Problem requirements: Return the records in full, with every character preserved.

(Collection entries)
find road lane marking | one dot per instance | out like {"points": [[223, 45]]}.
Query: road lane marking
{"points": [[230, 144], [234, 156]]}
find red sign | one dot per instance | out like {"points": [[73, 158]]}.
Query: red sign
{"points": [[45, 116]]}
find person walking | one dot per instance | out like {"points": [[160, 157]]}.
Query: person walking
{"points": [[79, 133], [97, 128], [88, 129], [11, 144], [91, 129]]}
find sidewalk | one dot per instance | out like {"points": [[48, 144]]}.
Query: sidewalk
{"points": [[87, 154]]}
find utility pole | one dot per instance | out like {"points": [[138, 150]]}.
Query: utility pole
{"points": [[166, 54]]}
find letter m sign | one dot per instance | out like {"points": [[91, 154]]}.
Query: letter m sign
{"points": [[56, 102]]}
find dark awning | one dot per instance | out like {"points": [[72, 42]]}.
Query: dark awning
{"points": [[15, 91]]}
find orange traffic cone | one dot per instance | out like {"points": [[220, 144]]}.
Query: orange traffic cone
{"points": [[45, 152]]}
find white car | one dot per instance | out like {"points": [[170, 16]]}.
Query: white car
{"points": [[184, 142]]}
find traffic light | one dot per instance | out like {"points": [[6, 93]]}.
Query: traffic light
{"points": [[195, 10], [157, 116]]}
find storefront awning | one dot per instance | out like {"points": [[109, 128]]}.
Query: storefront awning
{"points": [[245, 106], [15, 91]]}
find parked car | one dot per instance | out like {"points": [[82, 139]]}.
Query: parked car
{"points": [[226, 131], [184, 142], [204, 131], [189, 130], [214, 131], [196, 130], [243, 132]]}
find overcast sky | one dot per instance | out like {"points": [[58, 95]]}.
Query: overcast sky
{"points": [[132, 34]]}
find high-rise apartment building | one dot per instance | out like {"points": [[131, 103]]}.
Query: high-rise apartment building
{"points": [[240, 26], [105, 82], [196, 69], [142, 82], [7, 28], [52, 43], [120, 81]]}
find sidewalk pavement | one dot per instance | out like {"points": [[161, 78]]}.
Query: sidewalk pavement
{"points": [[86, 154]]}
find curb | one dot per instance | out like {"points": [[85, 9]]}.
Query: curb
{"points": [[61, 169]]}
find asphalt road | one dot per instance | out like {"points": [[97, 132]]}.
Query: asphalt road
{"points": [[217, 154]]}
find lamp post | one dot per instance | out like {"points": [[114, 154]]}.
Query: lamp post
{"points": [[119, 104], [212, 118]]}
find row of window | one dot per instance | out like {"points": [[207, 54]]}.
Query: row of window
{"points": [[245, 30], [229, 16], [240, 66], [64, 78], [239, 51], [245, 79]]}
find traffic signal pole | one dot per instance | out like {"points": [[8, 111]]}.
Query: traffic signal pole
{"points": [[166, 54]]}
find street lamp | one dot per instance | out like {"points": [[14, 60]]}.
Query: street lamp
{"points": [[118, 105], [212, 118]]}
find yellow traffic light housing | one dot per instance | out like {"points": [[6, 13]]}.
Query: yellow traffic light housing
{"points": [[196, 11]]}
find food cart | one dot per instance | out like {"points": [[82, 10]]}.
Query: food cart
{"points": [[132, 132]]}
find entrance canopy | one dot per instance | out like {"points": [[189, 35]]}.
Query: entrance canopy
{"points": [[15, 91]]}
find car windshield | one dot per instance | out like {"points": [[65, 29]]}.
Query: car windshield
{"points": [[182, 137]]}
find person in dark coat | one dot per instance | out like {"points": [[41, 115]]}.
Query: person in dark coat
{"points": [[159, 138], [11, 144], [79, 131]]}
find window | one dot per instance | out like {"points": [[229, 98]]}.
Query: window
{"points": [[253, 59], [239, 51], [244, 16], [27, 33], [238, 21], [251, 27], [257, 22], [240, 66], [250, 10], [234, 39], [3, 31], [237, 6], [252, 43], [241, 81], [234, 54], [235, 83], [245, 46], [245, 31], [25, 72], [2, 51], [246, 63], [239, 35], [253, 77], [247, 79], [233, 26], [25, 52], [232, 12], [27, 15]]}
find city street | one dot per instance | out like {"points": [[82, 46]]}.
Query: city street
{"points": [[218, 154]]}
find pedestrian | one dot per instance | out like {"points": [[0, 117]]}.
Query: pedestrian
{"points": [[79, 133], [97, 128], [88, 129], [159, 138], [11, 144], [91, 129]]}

Answer section:
find road lane marking | one dot per instance | out like {"points": [[223, 45]]}.
Query: road lane marking
{"points": [[230, 144], [234, 156]]}
find red sign | one dot per instance | out like {"points": [[73, 158]]}.
Query: red sign
{"points": [[45, 116]]}
find person walking | one dot per instance | out like {"points": [[160, 157]]}.
Query: person walking
{"points": [[79, 133], [97, 128], [88, 129], [11, 144], [91, 129]]}
find sidewalk | one dot per instance | out like {"points": [[48, 144]]}.
Query: sidewalk
{"points": [[87, 154]]}
find utility pole | one dot per instance | out like {"points": [[138, 150]]}.
Query: utility pole
{"points": [[166, 54]]}
find letter m sign | one dot per instance | out like {"points": [[91, 154]]}.
Query: letter m sign
{"points": [[56, 102]]}
find dark awning | one dot per instance | out like {"points": [[72, 42]]}.
Query: dark awning
{"points": [[15, 91]]}
find orange traffic cone | one dot per instance | out like {"points": [[220, 144]]}.
Query: orange traffic cone
{"points": [[45, 152]]}
find white car | one dot per instance | out like {"points": [[170, 16]]}.
Query: white car
{"points": [[184, 142]]}
find traffic light | one dot per instance | out like {"points": [[6, 93]]}.
Query: traffic light
{"points": [[195, 10], [157, 116]]}
find storefront awning | one dot per instance | out like {"points": [[109, 128]]}.
Query: storefront awning
{"points": [[245, 106], [15, 91]]}
find parked car | one dot per instance | out like {"points": [[82, 139]]}.
Query: parked car
{"points": [[226, 131], [184, 142], [204, 131], [189, 130], [214, 131], [196, 130], [243, 132]]}
find overcast sky | one dot per instance | out like {"points": [[58, 95]]}.
Query: overcast sky
{"points": [[132, 34]]}
find high-rise apartment building | one dot per instance | out like {"points": [[131, 103]]}.
Query: high-rise apartment building
{"points": [[240, 26], [105, 82], [196, 69], [142, 82], [7, 28], [52, 43], [120, 81]]}
find sidewalk pavement | one dot per instance | out like {"points": [[161, 78]]}.
Query: sidewalk pavement
{"points": [[86, 154]]}
find curb | one dot per instance | out like {"points": [[85, 9]]}.
Query: curb
{"points": [[61, 169]]}
find asphalt road | one dot per instance | out like {"points": [[97, 132]]}.
Query: asphalt road
{"points": [[217, 154]]}
find lamp post | one dot per instance | out like {"points": [[114, 154]]}.
Query: lamp post
{"points": [[119, 104], [212, 118]]}
find row of window | one dot per instance | out like {"points": [[207, 54]]}.
Query: row of window
{"points": [[245, 30], [229, 16], [240, 66], [64, 78], [239, 51], [245, 79]]}
find traffic signal pole | one dot per instance | out like {"points": [[8, 111]]}.
Query: traffic signal pole
{"points": [[166, 54]]}
find street lamp | one dot per instance | out like {"points": [[14, 60]]}.
Query: street lamp
{"points": [[118, 105], [212, 118]]}
find yellow traffic light housing | one dot per instance | out like {"points": [[6, 13]]}.
Query: yellow traffic light housing
{"points": [[196, 11]]}
find food cart | one dot per instance | out like {"points": [[82, 10]]}.
Query: food cart
{"points": [[132, 132]]}
find entrance canopy | one dot per instance | out like {"points": [[189, 35]]}.
Query: entrance canopy
{"points": [[15, 91]]}
find car windshield | one dot per instance | out like {"points": [[65, 29]]}.
Query: car windshield
{"points": [[182, 137]]}
find person in dark coat | one dot per instance | out like {"points": [[41, 115]]}.
Query: person in dark coat
{"points": [[159, 138], [11, 144], [79, 131]]}
find window | one dot per instance | out like {"points": [[229, 98]]}.
Query: window
{"points": [[253, 59], [239, 51], [244, 16], [27, 33], [238, 21], [251, 27], [257, 22], [240, 66], [250, 10], [234, 39], [3, 31], [237, 6], [252, 43], [241, 81], [234, 54], [235, 83], [245, 46], [245, 31], [25, 72], [2, 51], [246, 63], [239, 35], [253, 77], [247, 79], [233, 26], [25, 52], [232, 12], [27, 15]]}
find city street | one dot per instance | out like {"points": [[82, 46]]}.
Query: city street
{"points": [[218, 154]]}
find pedestrian | one dot per instance | out like {"points": [[0, 117]]}.
Query: pedestrian
{"points": [[79, 133], [97, 128], [88, 129], [159, 138], [11, 144], [91, 129]]}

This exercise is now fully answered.